Text shown:
No longer a number
Dennis Henning
Dennis Henning is the author of the newly published Hiding Under the Table: One Man’s Journey Through an Eating Disorder. The Sacramento native put together an obesity program for a local school district last year. Currently, he is using his own story to draw attention to his non-diet nutrition program (online at www.nutritionbodyimage.com) as well as to call attention to a disorder that’s long been perceived as affecting women only.
When it comes to eating disorders, people criticize Barbie as a bad role model, but no one ever complains about Ken. Did you have issues with either of them?
No, I didn’t. When it comes to the Barbie syndrome, I think it’s interesting: A lot of people want to blame Barbie. Well, Barbie is just a little plastic doll that is sold in a kit, so I have a hard time with that. I’ve worked with over a thousand individuals, and I’ve never met someone who said, “I want to look like Barbie.” The underlying issue for a lot of people starts in the formative years, because our parents are the only mirror we have growing up.
I personally have a propensity to be obese. I come from a family where there’s a lot of larger individuals, and I do have that propensity. But it wasn’t until my late teens and early 20s, when I really started to understand about my eating disorder, that I realized how it dated all the way back to when I was 5 years old. And all through grade school and high school, I didn’t have best friends that were people. My best friends were food.

Record excerpts:
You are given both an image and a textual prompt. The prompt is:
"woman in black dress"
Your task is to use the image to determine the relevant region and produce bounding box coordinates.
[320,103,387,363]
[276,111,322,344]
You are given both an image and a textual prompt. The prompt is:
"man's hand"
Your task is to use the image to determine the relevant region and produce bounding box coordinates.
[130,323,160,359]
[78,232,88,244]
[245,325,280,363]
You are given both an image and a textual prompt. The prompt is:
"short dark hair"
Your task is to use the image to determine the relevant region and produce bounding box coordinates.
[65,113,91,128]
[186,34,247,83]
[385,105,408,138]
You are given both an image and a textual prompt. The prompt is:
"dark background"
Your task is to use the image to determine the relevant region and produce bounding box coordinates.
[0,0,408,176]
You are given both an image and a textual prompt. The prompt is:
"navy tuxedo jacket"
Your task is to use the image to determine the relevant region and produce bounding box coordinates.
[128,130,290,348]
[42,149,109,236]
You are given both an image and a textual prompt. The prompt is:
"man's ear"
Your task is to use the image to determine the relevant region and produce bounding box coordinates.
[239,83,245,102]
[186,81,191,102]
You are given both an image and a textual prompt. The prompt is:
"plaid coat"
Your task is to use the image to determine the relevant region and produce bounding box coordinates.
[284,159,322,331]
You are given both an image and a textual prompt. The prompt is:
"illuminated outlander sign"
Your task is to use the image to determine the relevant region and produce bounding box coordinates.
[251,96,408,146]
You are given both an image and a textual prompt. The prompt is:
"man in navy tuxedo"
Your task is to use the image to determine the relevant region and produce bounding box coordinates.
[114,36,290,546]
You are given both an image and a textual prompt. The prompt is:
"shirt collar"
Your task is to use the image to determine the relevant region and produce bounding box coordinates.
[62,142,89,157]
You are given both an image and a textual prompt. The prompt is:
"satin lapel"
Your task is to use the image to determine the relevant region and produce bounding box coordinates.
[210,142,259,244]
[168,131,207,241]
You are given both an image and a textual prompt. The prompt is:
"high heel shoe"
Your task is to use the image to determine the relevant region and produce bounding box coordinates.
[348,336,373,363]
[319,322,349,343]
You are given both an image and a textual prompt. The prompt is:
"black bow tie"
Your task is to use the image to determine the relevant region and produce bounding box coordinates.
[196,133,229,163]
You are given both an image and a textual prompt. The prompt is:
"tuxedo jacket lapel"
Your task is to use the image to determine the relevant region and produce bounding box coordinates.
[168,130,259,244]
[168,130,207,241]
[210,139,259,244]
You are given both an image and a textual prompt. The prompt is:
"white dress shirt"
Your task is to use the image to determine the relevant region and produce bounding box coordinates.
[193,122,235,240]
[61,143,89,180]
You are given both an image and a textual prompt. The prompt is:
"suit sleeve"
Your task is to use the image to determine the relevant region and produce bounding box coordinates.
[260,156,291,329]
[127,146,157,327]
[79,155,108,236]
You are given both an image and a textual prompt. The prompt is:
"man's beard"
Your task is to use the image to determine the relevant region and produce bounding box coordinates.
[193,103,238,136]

...

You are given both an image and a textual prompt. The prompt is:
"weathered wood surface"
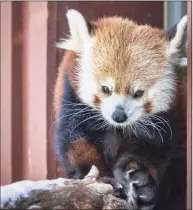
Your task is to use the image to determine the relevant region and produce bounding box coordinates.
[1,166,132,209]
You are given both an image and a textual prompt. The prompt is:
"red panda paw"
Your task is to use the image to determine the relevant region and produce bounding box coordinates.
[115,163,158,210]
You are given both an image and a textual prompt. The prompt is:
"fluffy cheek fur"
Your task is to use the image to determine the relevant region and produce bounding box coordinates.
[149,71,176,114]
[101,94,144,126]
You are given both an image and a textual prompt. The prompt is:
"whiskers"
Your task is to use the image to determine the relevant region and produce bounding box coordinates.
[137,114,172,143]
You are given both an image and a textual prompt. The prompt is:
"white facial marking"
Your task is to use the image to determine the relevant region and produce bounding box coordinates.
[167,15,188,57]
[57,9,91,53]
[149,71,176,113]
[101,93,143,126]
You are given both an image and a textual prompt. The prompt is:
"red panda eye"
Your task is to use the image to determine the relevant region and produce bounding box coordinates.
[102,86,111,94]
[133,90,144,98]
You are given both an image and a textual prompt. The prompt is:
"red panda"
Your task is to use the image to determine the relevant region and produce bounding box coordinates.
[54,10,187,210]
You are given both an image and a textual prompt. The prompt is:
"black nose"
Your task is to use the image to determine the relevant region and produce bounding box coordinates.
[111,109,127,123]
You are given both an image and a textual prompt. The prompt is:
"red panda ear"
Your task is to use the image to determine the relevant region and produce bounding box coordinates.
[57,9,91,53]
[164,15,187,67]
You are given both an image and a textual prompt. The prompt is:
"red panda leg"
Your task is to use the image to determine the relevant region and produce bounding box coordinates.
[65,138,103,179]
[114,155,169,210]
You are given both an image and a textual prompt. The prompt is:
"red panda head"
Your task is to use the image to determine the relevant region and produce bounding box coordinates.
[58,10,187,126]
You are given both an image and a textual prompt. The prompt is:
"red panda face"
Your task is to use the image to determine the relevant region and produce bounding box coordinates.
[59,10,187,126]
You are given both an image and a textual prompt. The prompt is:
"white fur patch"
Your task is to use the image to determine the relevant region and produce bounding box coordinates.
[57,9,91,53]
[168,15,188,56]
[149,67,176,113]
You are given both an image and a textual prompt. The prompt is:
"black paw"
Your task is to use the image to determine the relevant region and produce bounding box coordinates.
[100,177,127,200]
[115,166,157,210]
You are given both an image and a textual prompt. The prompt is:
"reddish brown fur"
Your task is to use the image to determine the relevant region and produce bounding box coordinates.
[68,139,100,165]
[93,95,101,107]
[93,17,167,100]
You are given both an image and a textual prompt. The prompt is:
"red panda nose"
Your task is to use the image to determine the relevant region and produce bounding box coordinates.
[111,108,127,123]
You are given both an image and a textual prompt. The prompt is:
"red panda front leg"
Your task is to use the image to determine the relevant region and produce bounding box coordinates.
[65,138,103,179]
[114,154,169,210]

Directions for this task: Rewrite the interview with Dennis Henning, starting with "No longer a" and going on through "affecting women only.", updating it so that "Sacramento" becomes "Oakland".

Exercise output:
No longer a number
Dennis Henning
Dennis Henning is the author of the newly published Hiding Under the Table: One Man’s Journey Through an Eating Disorder. The Oakland native put together an obesity program for a local school district last year. Currently, he is using his own story to draw attention to his non-diet nutrition program (online at www.nutritionbodyimage.com) as well as to call attention to a disorder that’s long been perceived as affecting women only.